▶ _Задания_
(1) Определите, согласуются ли с приведённым фрагментом о дореволюционной России утверждения (а), (б) и (в). Для каждого ответьте «да» или «нет» и дословно процитируйте решающие слова фрагмента.
(а) Средняя заработная плата рабочих в России была самой высокой в мире.
(б) Переехать и осваивать Сибирь, Алтай, Казахстан и Дальний Восток смогли 3 млн крестьян.
(в) Большинство фабрик и заводов, выстроенных до революции, прошли существенную реконструкцию задолго до конца XX века.
(2) Ответьте на вопросы по приведённому фрагменту о дореволюционной России:
(а) В какой должности, по воспоминаниям Н. С. Хрущева, он получал меньше, чем простым рабочим до революции?
(б) В каких губерниях России очень остро стоял земельный вопрос?
(в) Какие хозяйства в Забайкалье считались бедняцкими?
(3) Напечатайте без изменений отрывок из приведённого фрагмента о дореволюционной России от слов «Конечно, существовали и» до слов «и десятитысячными отарами).» включительно.

═════ Приведённый фрагмент

Средняя заработная плата рабочих в России была самой высокой в Европе и второй в мире (после США). По воспоминаниям Н. С. Хрущева, он даже в должности секретаря Московского горкома партии получал меньше и имел меньше благ, чем в бытность простым рабочим до революции. Ведущие предприниматели заботились не только о бытовых условиях и оплате, но и о культурном развитии своих работников, устраивали школы, поездки в театры, музеи, концерты знаменитостей. Об условиях труда красноречиво говорит тот факт, что большинство фабрик и заводов, выстроенных до революции, без существенной реконструкции проработали вплоть до конца XX века.
Конечно, существовали и проблемы. Например, в европейских губерниях России очень остро стоял земельный вопрос. Крестьянам не хватало земли, они мечтали (и всячески старались) увеличить наделы. Но даже сама эта проблема говорила о многом. Русская деревня была перенаселенной, а не запустелой и заброшенной! А жители были умелыми и трудолюбивыми, готовы были вложить в работу еще большие усилия. Им предоставили такую возможность, Николай II и премьер-министр Столыпин начали масштабную переселенческую кампанию. 3 млн. крестьян, получая значительную поддержку от казны, смогли переехать и осваивать безграничные просторы Сибири, Алтая, Казахстана, Дальнего Востока (скажем, в Забайкалье бедняцкими считались хозяйства в 15 голов крупного скота плюс 30 овец. А богатыми считались люди с тысячными стадами и десятитысячными отарами).

══════════
═════ Исходные записи

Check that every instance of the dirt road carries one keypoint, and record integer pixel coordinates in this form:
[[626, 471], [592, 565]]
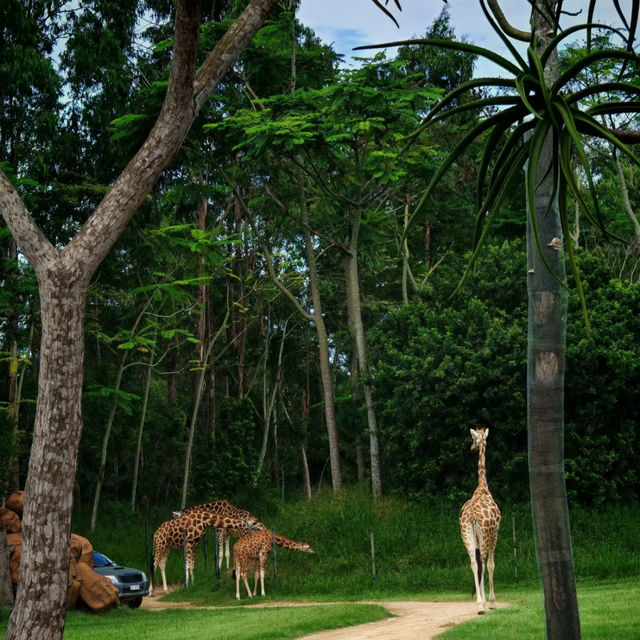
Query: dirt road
[[423, 620]]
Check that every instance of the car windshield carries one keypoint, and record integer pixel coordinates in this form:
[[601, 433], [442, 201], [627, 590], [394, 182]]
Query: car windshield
[[100, 560]]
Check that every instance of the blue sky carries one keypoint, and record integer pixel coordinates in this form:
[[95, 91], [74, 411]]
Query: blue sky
[[349, 23]]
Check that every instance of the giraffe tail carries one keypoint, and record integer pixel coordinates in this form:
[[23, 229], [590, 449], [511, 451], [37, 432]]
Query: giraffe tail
[[479, 563], [478, 553]]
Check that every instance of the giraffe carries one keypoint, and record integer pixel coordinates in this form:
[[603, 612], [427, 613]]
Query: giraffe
[[253, 551], [479, 525], [224, 535], [170, 535]]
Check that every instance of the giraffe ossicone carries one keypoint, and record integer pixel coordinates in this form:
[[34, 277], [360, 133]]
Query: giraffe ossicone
[[224, 535], [479, 525]]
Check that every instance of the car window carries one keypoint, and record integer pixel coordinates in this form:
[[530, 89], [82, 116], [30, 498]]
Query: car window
[[100, 560]]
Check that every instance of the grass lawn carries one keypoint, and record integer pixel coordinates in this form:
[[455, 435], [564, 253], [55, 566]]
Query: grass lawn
[[608, 611], [224, 624]]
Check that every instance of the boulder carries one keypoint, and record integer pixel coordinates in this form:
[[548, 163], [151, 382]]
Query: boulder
[[97, 591], [81, 550], [15, 502], [10, 520], [14, 542]]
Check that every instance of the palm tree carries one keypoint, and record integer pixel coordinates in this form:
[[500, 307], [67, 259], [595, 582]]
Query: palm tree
[[538, 128]]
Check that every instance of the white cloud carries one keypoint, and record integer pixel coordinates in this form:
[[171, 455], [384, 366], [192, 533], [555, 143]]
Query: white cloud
[[350, 23]]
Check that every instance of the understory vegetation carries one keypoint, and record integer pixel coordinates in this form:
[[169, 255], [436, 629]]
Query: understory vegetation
[[418, 549]]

══════════

▶ _Ответы к заданиям_
(1)
(а) Нет: «Средняя заработная плата рабочих в России была самой высокой в Европе и второй в мире (после США)».
(б) Да: «3 млн. крестьян, получая значительную поддержку от казны, смогли переехать и осваивать безграничные просторы Сибири, Алтая, Казахстана, Дальнего Востока».
(в) Нет: «большинство фабрик и заводов, выстроенных до революции, без существенной реконструкции проработали вплоть до конца XX века».

(2)
(а) В должности секретаря Московского горкома партии.
(б) В европейских губерниях России.
(в) Хозяйства в 15 голов крупного скота плюс 30 овец.

(3)
Конечно, существовали и проблемы. Например, в европейских губерниях России очень остро стоял земельный вопрос. Крестьянам не хватало земли, они мечтали (и всячески старались) увеличить наделы. Но даже сама эта проблема говорила о многом. Русская деревня была перенаселенной, а не запустелой и заброшенной! А жители были умелыми и трудолюбивыми, готовы были вложить в работу еще большие усилия. Им предоставили такую возможность, Николай II и премьер-министр Столыпин начали масштабную переселенческую кампанию. 3 млн. крестьян, получая значительную поддержку от казны, смогли переехать и осваивать безграничные просторы Сибири, Алтая, Казахстана, Дальнего Востока (скажем, в Забайкалье бедняцкими считались хозяйства в 15 голов крупного скота плюс 30 овец. А богатыми считались люди с тысячными стадами и десятитысячными отарами).